- Data records:
====================

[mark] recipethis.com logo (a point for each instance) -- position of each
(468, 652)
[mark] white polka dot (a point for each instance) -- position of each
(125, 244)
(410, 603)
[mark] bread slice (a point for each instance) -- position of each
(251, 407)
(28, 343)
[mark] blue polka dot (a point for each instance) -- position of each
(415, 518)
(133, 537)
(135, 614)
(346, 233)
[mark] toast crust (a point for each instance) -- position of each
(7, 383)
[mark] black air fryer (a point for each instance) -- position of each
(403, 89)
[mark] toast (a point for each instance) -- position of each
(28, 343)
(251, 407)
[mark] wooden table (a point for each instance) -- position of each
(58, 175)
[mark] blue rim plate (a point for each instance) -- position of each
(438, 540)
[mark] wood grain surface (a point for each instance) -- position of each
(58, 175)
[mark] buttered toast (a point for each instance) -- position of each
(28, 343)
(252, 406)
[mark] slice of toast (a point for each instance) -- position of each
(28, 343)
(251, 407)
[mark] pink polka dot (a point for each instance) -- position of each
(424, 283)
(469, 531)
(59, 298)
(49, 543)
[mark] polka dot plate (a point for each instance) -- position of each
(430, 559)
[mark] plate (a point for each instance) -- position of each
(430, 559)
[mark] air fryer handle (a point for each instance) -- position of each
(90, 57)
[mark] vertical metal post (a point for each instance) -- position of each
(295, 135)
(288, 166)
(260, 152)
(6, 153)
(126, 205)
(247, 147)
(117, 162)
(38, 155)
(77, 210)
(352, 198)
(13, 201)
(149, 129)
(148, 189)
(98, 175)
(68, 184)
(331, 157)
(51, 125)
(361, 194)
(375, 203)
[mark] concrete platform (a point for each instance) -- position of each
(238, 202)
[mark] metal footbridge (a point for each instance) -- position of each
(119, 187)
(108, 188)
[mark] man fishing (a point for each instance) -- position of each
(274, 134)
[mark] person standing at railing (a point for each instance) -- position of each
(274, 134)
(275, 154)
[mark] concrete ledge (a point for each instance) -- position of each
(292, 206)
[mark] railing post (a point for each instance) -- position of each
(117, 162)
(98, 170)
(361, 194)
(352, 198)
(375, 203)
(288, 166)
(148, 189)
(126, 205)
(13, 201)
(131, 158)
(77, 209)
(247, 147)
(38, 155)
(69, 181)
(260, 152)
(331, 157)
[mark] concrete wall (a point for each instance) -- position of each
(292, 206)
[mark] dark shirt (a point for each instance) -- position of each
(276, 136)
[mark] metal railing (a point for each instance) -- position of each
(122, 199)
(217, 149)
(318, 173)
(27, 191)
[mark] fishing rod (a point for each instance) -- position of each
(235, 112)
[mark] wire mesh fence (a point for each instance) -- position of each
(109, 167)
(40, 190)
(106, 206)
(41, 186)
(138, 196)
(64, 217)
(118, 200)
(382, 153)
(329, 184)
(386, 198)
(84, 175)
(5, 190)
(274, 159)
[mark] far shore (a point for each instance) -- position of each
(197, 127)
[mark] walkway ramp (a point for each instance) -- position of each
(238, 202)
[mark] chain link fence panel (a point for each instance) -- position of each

====================

- Task description: Set down the entries verbatim, leaving none out.

- Final answer:
[mark] recipethis.com logo (a point for each instance) -- position of each
(468, 652)
[mark] white polka dot (a point for each instance) -- position of each
(125, 244)
(410, 603)
[mark] bread slice (a point for each instance) -- position of each
(251, 407)
(28, 343)
[mark] blue polka dot (a point for each instance) -- position of each
(415, 518)
(133, 537)
(135, 614)
(346, 233)
[mark] toast crust (a point for each instance) -- position of each
(7, 383)
[mark] black air fryer (a point for each instance) -- position of each
(403, 89)
[mark] toast (a point for each instance) -- position of each
(28, 343)
(251, 407)
[mark] wooden table (a point for each instance) -- position of each
(58, 175)
[mark] blue rim plate (a point for each instance) -- position of each
(438, 540)
[mark] wood grain surface (a point for each instance) -- position of each
(58, 175)
[mark] buttered toast (a point for each instance) -- position of each
(28, 343)
(252, 406)
[mark] slice of toast (a point for each instance) -- position of each
(28, 343)
(251, 407)
[mark] pink polka dot (a point for each instance) -- position of each
(424, 283)
(469, 531)
(59, 298)
(49, 543)
[mark] polka dot plate (a point for each instance) -- position of each
(430, 559)
[mark] plate (a point for each instance) -- position of each
(430, 559)
[mark] air fryer handle (a point for each instance) -- position of each
(90, 57)
[mark] vertical metal post (a point for each instance) -- position of each
(295, 135)
(288, 166)
(260, 152)
(6, 153)
(126, 205)
(247, 147)
(117, 162)
(38, 155)
(77, 210)
(352, 198)
(13, 201)
(149, 129)
(148, 189)
(98, 175)
(68, 184)
(331, 157)
(51, 125)
(361, 194)
(375, 203)
[mark] concrete platform (a point for each instance) -- position of each
(238, 202)
[mark] metal footbridge (a point for each instance) -- position of each
(119, 187)
(108, 188)
[mark] man fishing (a point for each instance) -- position of each
(274, 134)
[mark] person standing at railing (a point for each instance) -- position of each
(274, 134)
(275, 154)
[mark] concrete ledge (a point for each instance) -- position of each
(292, 206)
[mark] railing post (a point for each instance) -- position of each
(117, 162)
(98, 170)
(361, 194)
(352, 198)
(375, 203)
(288, 166)
(148, 189)
(126, 205)
(13, 201)
(131, 158)
(77, 209)
(247, 147)
(38, 155)
(69, 181)
(260, 152)
(331, 157)
[mark] concrete wall (a point for each instance) -- position of each
(292, 206)
[mark] dark shirt (a point for each instance) -- position of each
(276, 136)
[mark] metal railing (a point for each instance) -- position of each
(122, 199)
(217, 149)
(318, 173)
(27, 191)
[mark] fishing rod (a point for each instance) -- position of each
(235, 112)
[mark] wire mesh fence (a point for each instance) -- position of each
(109, 167)
(40, 190)
(106, 206)
(41, 186)
(138, 196)
(64, 217)
(118, 200)
(382, 153)
(329, 184)
(386, 198)
(84, 175)
(5, 190)
(274, 159)
[mark] far shore (a point for each instance) -- position of each
(197, 127)
[mark] walkway ramp (a point for each instance) -- position of each
(238, 202)
[mark] chain link fence panel (a point for each instance) -- position of each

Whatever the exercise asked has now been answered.